## PROBLEM STATEMENT
Word for word, restate every line of the material.

## THE DATA
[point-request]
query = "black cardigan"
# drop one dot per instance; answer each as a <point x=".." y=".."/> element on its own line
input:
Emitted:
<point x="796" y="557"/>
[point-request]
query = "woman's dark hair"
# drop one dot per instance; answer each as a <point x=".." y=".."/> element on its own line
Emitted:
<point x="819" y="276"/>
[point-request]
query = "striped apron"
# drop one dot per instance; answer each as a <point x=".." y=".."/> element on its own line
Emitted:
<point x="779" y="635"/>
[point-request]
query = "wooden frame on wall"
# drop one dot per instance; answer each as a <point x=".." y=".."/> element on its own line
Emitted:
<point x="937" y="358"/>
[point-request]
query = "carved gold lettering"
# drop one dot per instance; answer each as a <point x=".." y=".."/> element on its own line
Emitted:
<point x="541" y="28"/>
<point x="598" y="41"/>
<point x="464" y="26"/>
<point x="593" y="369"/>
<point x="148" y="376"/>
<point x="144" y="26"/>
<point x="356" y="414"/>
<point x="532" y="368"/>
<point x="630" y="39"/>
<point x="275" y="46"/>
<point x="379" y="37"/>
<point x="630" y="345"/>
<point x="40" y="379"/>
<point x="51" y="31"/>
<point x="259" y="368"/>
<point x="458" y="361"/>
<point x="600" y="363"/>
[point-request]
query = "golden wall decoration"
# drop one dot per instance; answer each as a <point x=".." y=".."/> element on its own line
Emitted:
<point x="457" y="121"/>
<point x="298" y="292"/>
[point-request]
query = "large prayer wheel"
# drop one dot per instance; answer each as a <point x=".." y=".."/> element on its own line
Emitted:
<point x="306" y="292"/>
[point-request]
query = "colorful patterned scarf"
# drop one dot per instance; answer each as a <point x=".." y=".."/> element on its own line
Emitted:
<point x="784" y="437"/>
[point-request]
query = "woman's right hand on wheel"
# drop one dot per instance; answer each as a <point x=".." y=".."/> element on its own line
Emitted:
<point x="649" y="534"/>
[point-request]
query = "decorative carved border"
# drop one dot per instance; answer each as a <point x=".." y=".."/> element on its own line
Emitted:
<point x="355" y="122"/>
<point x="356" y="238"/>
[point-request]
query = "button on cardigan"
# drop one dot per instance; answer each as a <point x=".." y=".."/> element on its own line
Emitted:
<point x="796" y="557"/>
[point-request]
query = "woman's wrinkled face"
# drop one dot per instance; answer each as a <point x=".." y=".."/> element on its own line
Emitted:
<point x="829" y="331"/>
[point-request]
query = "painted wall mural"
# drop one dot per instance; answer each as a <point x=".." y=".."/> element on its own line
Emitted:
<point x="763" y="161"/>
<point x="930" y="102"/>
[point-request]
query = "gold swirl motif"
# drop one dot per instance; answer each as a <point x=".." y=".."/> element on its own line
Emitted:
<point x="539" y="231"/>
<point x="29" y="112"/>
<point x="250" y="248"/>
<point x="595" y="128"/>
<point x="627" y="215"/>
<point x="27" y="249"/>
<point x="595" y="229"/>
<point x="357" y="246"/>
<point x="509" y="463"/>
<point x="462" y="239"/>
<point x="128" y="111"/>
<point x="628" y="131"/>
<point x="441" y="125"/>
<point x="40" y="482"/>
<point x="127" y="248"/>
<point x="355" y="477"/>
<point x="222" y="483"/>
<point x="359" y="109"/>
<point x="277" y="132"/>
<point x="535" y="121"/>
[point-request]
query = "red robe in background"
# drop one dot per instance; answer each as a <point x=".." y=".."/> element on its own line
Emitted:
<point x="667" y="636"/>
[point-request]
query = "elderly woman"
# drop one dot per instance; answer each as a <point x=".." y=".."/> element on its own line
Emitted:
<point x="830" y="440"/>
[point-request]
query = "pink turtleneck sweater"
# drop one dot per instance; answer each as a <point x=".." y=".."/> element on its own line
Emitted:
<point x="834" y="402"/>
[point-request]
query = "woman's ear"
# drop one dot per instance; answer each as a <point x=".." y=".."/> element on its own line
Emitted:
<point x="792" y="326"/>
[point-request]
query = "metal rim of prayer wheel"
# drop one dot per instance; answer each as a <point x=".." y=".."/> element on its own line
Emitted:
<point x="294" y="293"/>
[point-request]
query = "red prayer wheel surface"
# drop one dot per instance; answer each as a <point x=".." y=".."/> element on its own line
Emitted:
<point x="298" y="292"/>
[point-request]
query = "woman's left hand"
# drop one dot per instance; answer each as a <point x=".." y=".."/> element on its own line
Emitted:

## FULL OUTPUT
[point-request]
query = "black cardigan"
# drop one dot per instance; answer each as a <point x=".." y=".."/> element on its own line
input:
Emitted:
<point x="796" y="557"/>
[point-request]
query = "woman's dark hair"
# drop one dot per instance; answer each as a <point x=".." y=".."/> element on its own line
Emitted:
<point x="819" y="276"/>
[point-request]
query = "striped apron"
# drop one dot per instance; answer each as a <point x=".." y=".."/> element on its own line
Emitted:
<point x="779" y="635"/>
[point-request]
query = "wooden frame on wall"
# drop one dot per instance; answer each as a <point x=".." y=".."/> element on its own line
Emitted:
<point x="937" y="358"/>
[point-request]
query = "carved gold lettering"
# drop one dot per instance; answer each as a <point x=".." y=".."/> element on its own line
Emitted:
<point x="541" y="28"/>
<point x="598" y="41"/>
<point x="464" y="26"/>
<point x="593" y="369"/>
<point x="148" y="376"/>
<point x="144" y="26"/>
<point x="356" y="414"/>
<point x="532" y="368"/>
<point x="630" y="39"/>
<point x="275" y="46"/>
<point x="379" y="37"/>
<point x="630" y="345"/>
<point x="40" y="379"/>
<point x="51" y="31"/>
<point x="259" y="368"/>
<point x="458" y="361"/>
<point x="600" y="363"/>
[point-request]
query = "golden wall decoration"
# drop one dot per instance; answer each as a <point x=".." y=".."/> element on its own line
Emitted:
<point x="457" y="121"/>
<point x="298" y="292"/>
[point-request]
query = "large prayer wheel"
# drop one dot per instance; answer each as a <point x=".." y=".."/> element on its own line
Emitted:
<point x="306" y="292"/>
[point-request]
query = "colorful patterned scarf"
# drop one dot per instance; answer each as a <point x=".." y=".."/> element on its own line
Emitted:
<point x="784" y="437"/>
[point-request]
query = "woman's right hand on wheel"
# drop one dot per instance; answer each as a <point x=".." y=".."/> element on its own line
Emitted:
<point x="649" y="534"/>
[point-request]
query = "decorative carved border"
# drop one dot per instance; answer each as a <point x=".." y=".."/> element on its own line
Emitted:
<point x="355" y="122"/>
<point x="356" y="238"/>
[point-request]
query = "button on cardigan"
# drop one dot per instance; answer each as a <point x=".." y=".."/> element on its own line
Emitted:
<point x="796" y="557"/>
[point-request]
query = "woman's wrinkled face"
# drop one dot per instance; answer each as a <point x=".." y=".."/> element on its own line
Emitted:
<point x="829" y="331"/>
[point-request]
query = "painted wall mural"
# drop one dot per instance; answer each as a <point x=".." y=".."/> element on its own line
Emitted:
<point x="763" y="161"/>
<point x="930" y="102"/>
[point-request]
query = "gold swirl motif"
# drop one dot per instance; answer each as a <point x=".." y=".."/> element on its own line
Emitted:
<point x="539" y="231"/>
<point x="29" y="112"/>
<point x="250" y="248"/>
<point x="595" y="128"/>
<point x="627" y="215"/>
<point x="27" y="249"/>
<point x="595" y="229"/>
<point x="357" y="246"/>
<point x="509" y="463"/>
<point x="462" y="239"/>
<point x="128" y="111"/>
<point x="628" y="131"/>
<point x="441" y="125"/>
<point x="40" y="482"/>
<point x="127" y="248"/>
<point x="355" y="477"/>
<point x="222" y="483"/>
<point x="359" y="109"/>
<point x="277" y="132"/>
<point x="535" y="121"/>
[point-request]
query = "red robe in background"
# drop one dot per instance; answer each as a <point x=".." y=".."/> element on its own line
Emitted:
<point x="667" y="636"/>
[point-request]
query = "elderly woman"
# drop one dot per instance; answer each as a <point x=".." y=".."/> element on its own line
Emitted:
<point x="830" y="440"/>
[point-request]
query = "pink turtleneck sweater"
# drop one dot per instance; answer each as a <point x=".." y=".."/> element on its own line
Emitted:
<point x="834" y="402"/>
[point-request]
query = "woman's ear"
# drop one dot per instance; answer each as a <point x=".." y=".."/> element on its own line
Emitted:
<point x="792" y="326"/>
[point-request]
query = "metal rim of prayer wheel"
# drop one dot per instance; answer each as a <point x=".." y=".."/> element on its own line
Emitted:
<point x="294" y="293"/>
[point-request]
query = "red prayer wheel surface"
# drop one dot per instance; answer each as a <point x=".." y=".."/> element on its own line
Emitted:
<point x="298" y="292"/>
[point-request]
query = "woman's left hand"
# drop one dot per instance; answer each as a <point x=".." y=".."/> element on its own line
Emitted:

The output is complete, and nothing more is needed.